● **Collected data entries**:
--------------------------------------------------
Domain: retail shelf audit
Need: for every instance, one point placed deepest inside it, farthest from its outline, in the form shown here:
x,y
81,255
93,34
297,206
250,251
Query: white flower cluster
--------------------------------------------------
Could you reproduce the data above line for line, without changing anything?

Domain: retail shelf audit
Need: for every instance, one point placed deepest inside it, farthest from its outline, in the form shown here:
x,y
81,255
93,34
297,206
250,251
Query: white flower cluster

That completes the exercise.